So I just had to create my own video:



So... now we have a "What?" We also have a "Where?" (On the farm). We also have a "When?" The video above was posted August 4th (Nearly two months before our event would open).  Next up was the "Who?"

I decided that there would be two distinct groups. One to expose what was happening to the public, and another to try to cover it up. Thus were born PHRAWG (Paranormal Heuristic Research Awareness Group), and Darkwater Industries. For PHRAWG, I created a blog. For Darkwater, I created this poster:




The essence of the event was that Darkwater had taken over the entire farm, and was doing experiments, but due to the Freedom of Information Act and interference from the PHRAWG activists, the site was open to the public. Darkwater agents in hazmat suits lambasted you for being foolish enough enter the barn, and warned you that if you were contaminated they would have to kill you. Once in the barn, the "experiements" break free, and all hell ensues.

Something lurking overhead

Corpse "Re-vivification"
Human-Arachnid Hybrid

Human-Animal Hybrid

All in all, the event was very well received. Many people commented it was the best haunt they had ever been to. It was humorous, creepy, and scary as shit.

Wednesday, May 30, 2012

Haunted Attractions: Part 2

In my last post, Haunted Houses: Part 1, I outlined my path from 8 year old kid building models of horror monsters and decorating his bedroom with a spooky theme to being presented with an empty barn to fill for a professional Halloween haunted house.

_Raw data_.
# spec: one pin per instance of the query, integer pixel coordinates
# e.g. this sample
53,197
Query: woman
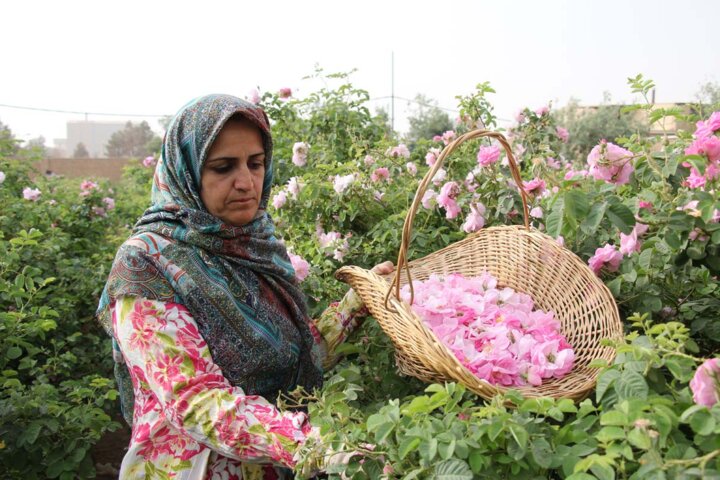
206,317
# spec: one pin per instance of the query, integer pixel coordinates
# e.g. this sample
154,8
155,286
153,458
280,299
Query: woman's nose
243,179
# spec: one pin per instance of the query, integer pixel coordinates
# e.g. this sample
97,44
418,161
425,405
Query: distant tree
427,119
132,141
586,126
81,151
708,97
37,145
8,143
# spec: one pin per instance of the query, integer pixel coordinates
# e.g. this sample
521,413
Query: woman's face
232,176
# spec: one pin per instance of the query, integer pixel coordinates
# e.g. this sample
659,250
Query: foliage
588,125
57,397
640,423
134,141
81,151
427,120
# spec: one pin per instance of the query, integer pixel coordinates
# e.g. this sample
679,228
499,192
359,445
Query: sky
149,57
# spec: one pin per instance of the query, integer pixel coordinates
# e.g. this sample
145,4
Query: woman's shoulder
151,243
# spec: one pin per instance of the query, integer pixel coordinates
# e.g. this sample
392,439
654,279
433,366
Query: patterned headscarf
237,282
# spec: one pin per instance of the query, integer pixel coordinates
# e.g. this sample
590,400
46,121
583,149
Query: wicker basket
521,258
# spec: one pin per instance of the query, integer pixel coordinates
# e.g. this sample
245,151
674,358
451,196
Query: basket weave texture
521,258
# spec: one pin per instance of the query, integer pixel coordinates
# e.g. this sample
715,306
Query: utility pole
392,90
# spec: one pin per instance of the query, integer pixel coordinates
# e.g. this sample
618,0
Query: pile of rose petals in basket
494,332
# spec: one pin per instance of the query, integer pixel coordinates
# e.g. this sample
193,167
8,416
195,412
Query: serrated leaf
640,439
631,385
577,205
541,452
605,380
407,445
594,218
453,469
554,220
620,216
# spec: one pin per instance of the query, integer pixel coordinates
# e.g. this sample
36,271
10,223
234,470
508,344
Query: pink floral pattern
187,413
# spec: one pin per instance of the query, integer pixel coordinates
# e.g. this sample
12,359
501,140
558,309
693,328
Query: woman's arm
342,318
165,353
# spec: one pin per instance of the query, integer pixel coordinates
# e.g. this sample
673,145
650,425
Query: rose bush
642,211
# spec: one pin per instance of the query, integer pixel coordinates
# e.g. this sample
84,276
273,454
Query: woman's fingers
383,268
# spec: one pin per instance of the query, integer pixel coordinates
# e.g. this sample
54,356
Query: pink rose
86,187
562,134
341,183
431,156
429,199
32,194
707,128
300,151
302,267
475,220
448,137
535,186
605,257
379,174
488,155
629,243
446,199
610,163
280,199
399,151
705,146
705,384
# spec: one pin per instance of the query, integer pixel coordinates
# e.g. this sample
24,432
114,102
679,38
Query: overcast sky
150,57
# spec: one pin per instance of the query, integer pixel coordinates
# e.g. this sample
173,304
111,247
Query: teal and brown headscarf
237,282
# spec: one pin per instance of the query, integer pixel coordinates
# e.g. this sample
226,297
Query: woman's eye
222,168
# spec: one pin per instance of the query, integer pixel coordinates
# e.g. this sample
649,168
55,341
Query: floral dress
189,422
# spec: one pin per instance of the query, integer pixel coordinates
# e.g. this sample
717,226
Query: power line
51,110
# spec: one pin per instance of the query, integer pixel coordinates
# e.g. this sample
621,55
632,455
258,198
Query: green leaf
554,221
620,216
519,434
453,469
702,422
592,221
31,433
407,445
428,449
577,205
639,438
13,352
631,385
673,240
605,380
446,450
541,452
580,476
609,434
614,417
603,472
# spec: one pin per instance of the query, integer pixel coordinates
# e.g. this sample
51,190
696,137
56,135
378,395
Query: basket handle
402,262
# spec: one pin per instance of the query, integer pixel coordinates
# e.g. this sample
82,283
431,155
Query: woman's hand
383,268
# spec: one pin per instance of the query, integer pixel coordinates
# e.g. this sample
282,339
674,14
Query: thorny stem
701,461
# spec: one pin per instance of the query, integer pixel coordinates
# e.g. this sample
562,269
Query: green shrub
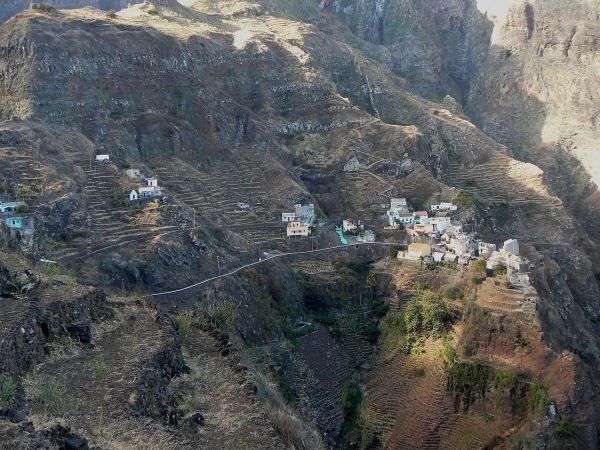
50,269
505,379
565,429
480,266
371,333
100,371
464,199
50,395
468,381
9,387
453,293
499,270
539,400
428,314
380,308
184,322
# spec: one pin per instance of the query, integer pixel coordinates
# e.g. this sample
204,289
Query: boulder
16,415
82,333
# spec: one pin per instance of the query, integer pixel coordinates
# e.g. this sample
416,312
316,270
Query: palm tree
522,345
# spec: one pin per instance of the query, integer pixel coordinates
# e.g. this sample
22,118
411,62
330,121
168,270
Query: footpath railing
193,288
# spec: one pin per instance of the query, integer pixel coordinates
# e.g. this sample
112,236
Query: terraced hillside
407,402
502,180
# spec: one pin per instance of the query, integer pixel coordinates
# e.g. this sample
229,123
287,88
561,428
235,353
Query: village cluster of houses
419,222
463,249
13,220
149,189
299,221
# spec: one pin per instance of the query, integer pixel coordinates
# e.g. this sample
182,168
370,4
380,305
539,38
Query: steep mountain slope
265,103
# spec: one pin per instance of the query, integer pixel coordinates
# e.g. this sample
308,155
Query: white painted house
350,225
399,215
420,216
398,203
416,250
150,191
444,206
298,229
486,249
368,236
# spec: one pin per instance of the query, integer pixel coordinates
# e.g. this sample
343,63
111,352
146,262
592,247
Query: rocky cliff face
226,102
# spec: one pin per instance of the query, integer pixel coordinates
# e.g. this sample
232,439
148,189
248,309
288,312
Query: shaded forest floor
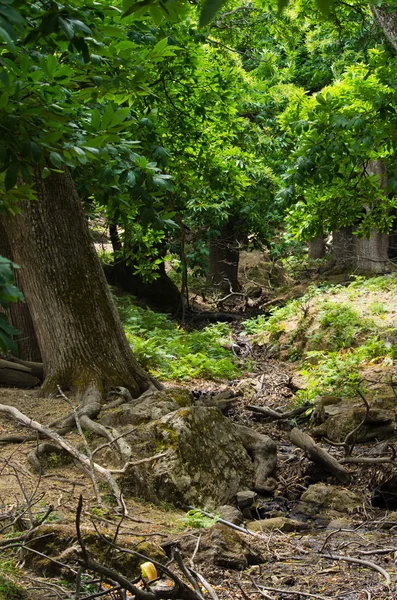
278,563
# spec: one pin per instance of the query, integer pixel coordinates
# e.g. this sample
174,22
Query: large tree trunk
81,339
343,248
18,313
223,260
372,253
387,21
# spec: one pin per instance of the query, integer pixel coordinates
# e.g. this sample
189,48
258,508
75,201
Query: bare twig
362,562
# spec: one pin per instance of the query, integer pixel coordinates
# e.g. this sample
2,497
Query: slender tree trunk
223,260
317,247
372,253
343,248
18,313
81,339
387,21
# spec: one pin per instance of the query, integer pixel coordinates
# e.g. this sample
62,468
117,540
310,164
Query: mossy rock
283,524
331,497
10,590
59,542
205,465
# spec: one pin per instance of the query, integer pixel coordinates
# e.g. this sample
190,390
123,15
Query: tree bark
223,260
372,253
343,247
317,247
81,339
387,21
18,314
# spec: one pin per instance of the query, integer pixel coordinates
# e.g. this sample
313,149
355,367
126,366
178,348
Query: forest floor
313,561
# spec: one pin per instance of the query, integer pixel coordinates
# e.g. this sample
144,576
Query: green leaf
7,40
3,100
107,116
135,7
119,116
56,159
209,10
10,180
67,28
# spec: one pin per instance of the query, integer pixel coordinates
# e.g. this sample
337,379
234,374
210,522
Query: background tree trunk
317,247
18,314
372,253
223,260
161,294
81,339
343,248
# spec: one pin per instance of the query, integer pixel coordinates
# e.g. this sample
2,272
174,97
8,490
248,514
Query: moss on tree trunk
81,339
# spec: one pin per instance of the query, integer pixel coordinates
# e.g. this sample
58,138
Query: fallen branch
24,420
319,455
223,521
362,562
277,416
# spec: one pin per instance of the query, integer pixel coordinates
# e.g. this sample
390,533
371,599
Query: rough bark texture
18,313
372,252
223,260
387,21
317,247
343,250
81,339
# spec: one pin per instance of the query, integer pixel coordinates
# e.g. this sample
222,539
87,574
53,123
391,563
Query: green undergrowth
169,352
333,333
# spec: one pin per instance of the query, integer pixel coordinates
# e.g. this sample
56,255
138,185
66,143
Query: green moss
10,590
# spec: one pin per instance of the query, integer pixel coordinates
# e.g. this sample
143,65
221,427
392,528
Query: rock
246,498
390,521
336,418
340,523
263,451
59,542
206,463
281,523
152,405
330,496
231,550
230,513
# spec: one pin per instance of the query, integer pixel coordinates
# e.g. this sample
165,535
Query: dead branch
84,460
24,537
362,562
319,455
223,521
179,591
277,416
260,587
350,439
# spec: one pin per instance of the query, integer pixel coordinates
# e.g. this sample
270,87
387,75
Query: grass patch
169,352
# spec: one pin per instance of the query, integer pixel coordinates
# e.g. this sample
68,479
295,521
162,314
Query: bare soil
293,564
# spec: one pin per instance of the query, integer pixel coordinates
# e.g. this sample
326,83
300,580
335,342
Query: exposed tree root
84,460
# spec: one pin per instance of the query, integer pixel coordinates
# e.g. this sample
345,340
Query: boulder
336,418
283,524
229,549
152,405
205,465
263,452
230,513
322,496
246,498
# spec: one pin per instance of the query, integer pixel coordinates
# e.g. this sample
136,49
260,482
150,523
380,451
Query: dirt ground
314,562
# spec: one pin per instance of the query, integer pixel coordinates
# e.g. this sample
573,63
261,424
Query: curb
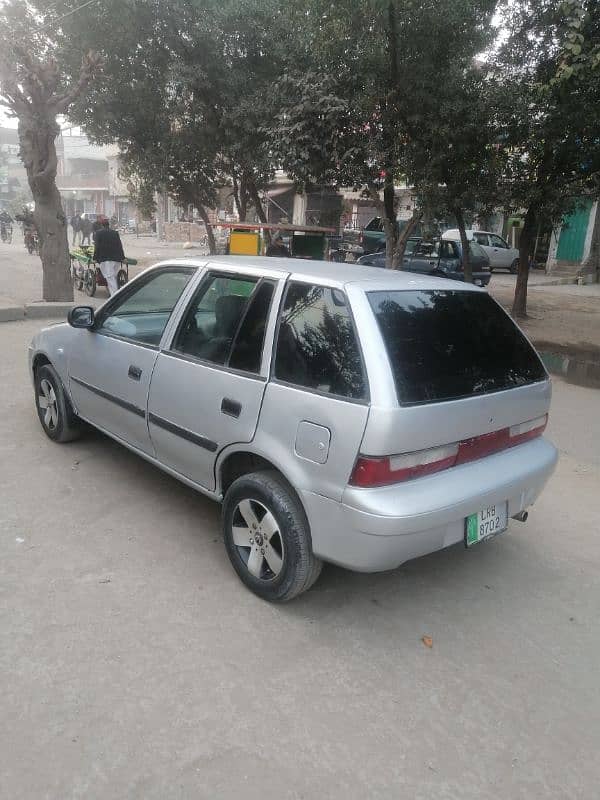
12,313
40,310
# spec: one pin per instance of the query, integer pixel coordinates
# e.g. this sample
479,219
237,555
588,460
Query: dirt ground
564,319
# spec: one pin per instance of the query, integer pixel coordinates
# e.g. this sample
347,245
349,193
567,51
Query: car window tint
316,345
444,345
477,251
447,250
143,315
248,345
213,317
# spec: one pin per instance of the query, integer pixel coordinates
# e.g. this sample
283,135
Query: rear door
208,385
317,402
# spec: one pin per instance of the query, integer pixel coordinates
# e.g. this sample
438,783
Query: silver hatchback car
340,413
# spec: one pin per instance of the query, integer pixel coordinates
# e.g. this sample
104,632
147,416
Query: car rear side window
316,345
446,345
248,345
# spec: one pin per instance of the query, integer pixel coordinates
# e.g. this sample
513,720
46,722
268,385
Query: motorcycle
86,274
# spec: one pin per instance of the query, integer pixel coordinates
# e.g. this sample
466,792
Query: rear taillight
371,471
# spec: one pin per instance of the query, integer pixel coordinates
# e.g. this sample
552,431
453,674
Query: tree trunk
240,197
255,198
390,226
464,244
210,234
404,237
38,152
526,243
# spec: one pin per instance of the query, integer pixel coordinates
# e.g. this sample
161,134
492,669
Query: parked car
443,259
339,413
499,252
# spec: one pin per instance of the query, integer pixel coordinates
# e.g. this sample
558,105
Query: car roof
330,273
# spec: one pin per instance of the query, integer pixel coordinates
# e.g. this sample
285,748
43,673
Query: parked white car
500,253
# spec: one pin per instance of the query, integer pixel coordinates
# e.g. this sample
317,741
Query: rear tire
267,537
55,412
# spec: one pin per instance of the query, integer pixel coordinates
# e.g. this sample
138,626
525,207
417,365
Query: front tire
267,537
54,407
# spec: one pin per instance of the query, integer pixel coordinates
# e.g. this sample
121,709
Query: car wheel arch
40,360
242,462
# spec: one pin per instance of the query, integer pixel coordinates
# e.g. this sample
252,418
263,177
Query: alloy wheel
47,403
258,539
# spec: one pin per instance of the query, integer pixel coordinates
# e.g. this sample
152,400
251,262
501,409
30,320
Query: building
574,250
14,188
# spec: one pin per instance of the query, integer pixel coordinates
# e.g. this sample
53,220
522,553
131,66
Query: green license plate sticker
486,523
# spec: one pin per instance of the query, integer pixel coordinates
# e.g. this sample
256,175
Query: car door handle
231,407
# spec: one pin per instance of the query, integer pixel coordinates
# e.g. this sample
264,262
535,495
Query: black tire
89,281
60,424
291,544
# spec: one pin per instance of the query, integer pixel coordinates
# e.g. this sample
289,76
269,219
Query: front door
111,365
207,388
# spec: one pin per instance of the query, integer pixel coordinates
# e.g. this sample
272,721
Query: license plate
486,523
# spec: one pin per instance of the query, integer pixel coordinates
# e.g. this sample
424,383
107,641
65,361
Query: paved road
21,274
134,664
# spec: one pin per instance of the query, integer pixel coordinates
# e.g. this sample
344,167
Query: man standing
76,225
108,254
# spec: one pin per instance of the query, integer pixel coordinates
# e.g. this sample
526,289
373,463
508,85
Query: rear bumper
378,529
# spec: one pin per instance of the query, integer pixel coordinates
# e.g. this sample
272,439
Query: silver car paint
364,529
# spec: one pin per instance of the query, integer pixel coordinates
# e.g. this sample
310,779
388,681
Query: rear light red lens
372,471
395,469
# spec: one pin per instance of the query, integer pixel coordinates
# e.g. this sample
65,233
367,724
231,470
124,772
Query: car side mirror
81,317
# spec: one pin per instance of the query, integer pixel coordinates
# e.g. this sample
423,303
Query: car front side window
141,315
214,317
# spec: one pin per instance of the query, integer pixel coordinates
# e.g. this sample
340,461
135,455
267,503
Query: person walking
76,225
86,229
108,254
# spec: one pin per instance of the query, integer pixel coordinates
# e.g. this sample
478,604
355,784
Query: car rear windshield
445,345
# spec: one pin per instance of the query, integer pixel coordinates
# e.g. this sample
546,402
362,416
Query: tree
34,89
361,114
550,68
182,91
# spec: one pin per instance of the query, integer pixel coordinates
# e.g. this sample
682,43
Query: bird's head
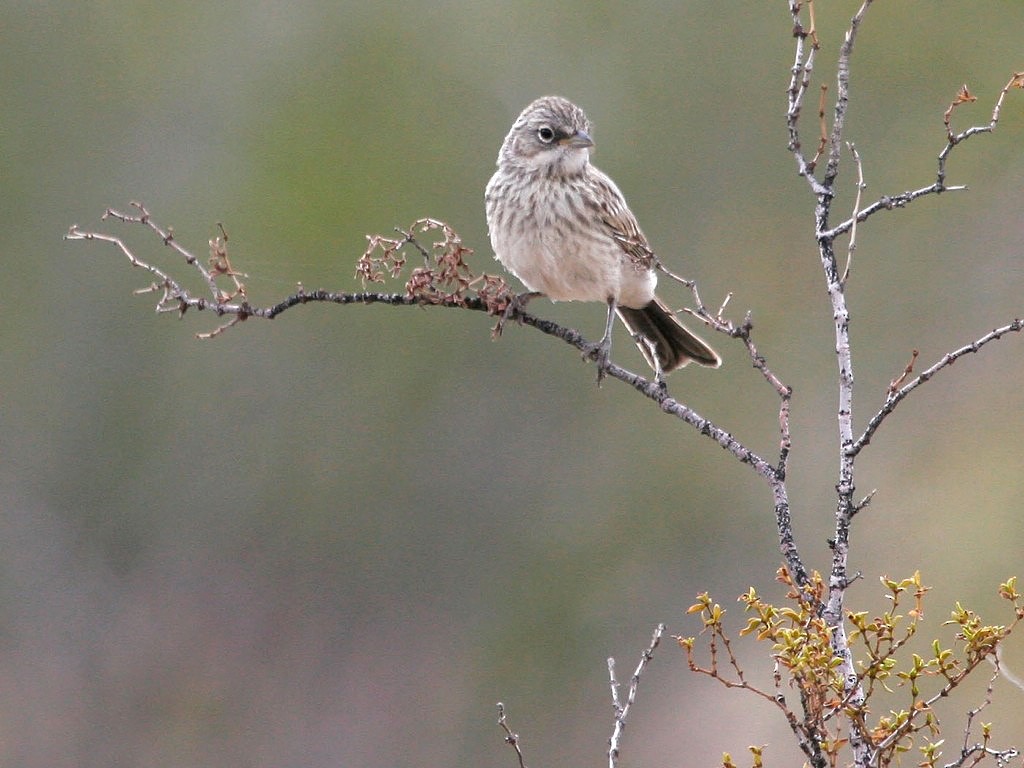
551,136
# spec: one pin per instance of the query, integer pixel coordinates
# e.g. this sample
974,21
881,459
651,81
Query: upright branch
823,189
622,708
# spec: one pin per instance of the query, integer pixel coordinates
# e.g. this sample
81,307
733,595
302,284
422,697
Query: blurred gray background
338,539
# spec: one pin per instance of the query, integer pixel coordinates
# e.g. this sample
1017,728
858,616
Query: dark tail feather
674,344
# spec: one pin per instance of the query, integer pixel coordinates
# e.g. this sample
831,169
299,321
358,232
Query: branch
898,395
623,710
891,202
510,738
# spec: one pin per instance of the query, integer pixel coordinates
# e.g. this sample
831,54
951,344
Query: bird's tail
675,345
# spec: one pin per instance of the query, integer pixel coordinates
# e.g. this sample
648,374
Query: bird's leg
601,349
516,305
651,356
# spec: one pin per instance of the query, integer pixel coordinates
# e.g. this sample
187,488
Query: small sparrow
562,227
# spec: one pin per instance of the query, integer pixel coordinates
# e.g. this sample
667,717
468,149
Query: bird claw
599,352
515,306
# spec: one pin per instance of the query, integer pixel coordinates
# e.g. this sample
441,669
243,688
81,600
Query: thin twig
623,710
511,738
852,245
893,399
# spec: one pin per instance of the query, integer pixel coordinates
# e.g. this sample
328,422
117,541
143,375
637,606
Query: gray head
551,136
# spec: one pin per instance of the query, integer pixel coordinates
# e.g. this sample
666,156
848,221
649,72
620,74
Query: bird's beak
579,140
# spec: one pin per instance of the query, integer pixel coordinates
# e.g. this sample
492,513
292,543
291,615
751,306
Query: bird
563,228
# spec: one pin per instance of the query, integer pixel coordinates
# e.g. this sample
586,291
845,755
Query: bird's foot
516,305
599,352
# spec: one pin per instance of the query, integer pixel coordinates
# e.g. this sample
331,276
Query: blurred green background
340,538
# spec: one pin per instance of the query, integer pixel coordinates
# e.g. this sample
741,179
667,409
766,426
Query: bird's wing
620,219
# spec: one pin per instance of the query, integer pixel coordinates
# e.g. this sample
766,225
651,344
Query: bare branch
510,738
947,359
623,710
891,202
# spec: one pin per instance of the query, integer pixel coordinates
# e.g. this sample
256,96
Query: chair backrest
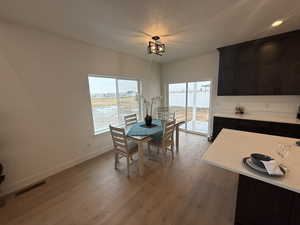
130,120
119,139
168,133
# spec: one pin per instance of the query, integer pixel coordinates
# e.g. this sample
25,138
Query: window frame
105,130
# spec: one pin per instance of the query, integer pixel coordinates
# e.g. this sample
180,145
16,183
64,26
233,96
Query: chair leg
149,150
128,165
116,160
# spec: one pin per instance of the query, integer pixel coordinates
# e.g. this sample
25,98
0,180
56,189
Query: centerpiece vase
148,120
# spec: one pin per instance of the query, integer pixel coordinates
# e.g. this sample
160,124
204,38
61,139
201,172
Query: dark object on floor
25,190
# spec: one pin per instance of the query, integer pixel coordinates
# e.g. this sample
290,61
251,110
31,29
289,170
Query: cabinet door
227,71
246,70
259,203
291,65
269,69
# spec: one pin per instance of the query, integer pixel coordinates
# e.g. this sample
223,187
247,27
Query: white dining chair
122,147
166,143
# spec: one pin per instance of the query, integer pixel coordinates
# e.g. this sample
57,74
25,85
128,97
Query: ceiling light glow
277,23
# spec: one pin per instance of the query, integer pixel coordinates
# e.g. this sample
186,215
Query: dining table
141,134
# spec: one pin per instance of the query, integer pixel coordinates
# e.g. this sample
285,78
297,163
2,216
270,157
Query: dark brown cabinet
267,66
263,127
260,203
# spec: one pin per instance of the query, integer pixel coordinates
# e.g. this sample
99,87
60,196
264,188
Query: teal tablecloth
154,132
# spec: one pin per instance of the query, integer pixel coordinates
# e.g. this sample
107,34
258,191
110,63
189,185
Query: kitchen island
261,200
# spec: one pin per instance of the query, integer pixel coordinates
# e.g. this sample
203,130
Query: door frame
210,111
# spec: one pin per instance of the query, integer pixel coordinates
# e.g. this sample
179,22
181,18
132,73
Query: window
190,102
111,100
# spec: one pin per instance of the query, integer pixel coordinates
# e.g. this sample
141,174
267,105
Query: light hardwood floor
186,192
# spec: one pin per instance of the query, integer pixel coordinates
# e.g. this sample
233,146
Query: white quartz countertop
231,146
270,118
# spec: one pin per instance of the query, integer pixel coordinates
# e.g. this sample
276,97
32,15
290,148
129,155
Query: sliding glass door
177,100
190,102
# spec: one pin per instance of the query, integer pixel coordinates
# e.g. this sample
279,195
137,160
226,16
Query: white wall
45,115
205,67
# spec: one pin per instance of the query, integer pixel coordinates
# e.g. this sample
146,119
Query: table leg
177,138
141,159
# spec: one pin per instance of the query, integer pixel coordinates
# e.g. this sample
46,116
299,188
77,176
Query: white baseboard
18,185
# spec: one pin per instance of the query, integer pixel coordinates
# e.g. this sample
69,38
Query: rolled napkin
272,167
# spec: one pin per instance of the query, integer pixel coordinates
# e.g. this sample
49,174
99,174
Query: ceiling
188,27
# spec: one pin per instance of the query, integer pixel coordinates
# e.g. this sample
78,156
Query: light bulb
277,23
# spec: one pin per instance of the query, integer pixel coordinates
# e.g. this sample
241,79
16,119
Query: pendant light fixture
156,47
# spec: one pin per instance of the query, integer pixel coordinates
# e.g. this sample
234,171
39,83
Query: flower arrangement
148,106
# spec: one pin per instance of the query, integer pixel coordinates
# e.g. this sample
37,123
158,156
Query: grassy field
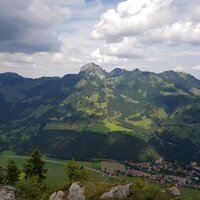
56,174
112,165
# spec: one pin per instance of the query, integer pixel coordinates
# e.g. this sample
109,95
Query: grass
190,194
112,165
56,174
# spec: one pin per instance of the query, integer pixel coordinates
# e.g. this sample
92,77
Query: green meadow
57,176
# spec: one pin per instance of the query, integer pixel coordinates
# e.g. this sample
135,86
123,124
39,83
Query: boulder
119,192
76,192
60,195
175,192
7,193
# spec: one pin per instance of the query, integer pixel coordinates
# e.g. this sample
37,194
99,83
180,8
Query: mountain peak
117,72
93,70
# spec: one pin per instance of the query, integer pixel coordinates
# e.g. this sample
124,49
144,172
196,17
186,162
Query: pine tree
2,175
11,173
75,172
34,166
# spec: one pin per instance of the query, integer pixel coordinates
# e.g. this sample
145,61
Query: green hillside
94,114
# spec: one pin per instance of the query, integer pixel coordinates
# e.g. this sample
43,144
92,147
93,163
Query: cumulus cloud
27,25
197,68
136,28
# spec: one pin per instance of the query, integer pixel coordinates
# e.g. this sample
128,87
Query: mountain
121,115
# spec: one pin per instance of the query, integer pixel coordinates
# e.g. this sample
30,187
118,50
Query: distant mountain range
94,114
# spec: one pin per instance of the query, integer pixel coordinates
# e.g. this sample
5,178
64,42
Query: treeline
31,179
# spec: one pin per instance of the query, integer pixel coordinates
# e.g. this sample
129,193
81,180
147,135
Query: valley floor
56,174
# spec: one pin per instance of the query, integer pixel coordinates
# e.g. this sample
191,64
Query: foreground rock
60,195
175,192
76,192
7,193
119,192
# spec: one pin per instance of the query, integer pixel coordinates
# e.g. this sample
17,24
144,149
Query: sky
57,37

_Problems to work on_.
**1)** Rewrite the passage of the haunted-attraction blog text starting at "All in all, the" and ending at "Halloween haunted house.", with "humorous" changed to "funny".
**2)** Write the next part of the haunted-attraction blog text, following on from its final sentence.

_Responses to the tasks_.
**1)**
All in all, the event was very well received. Many people commented it was the best haunt they had ever been to. It was funny, creepy, and scary as shit.

Wednesday, May 30, 2012

Haunted Attractions: Part 2

In my last post, Haunted Houses: Part 1, I outlined my path from 8 year old kid building models of horror monsters and decorating his bedroom with a spooky theme to being presented with an empty barn to fill for a professional Halloween haunted house.

**2)**
Barn which housed Grimmwood Manor
I had been working in the Halloween business for a while, and one thing I wanted was a "theme" I could not only hang my "haunt" on, but could also take with me. There were haunts that had traditional victorian house themes. There were lunatic asylum themes. There were haunted hotel themes. There were even sci-fi themes. What was my theme to be?

I decided to pick up on an idea from video gaming. I had recently played the game Silent Hill 2, and that game had various spooky buildings in a town. I thought... what if my theme is an entire town, and this particular year's "haunt" is just one of those buildings in the town? I can vary the design from year to year if I want by focusing on a different building in the town. An so the town of Grimmwood was born. Grimmwood had a university, a hotel, an asylum, and a sprawling gothic house called Grimmwood Manor.
The town even had a vistior's pamphlet!

I decided that the audience were essentially like PCs in an RPG adventure. That is, a haunted house audience isn't like a movie audience, or a concert audience, or a theater audience. They are there not only to "watch" the show, but to be part of it. They can talk to actors, ask them questions, and be chased by them. So my story starts with an invitation, "left under your door"



It seems that you, the guest, are descended from someone who once lived in the town of Grimmwood, and for some reason, Professor Grimm wants to see you! But soon, another message is left!


50 points if you can identify the guy in the photo!


Upon arriving, (and buying your ticket and getting in line!) you are greeted by Dr. Payne, who fills you in on the rest of the story. 
Dr. Payne (right), a patient, and the butler peering out


It seems the good Professor has been a patient of Dr. Payne for some time, and is quite mad. He seems to think if he can recreate the events leading up to the night his uncle Victor died, he can contact Victor via a seance. It so happened Victor died on the night of his daughter Iris' wake, so they've dug up dear iris and placed her body in the parlour, just as it was!

Iris Grimm


Portrait of Victor Grimm
The tour of the house ends with a seance gone bad, and "something" summoned that shouldn't be there.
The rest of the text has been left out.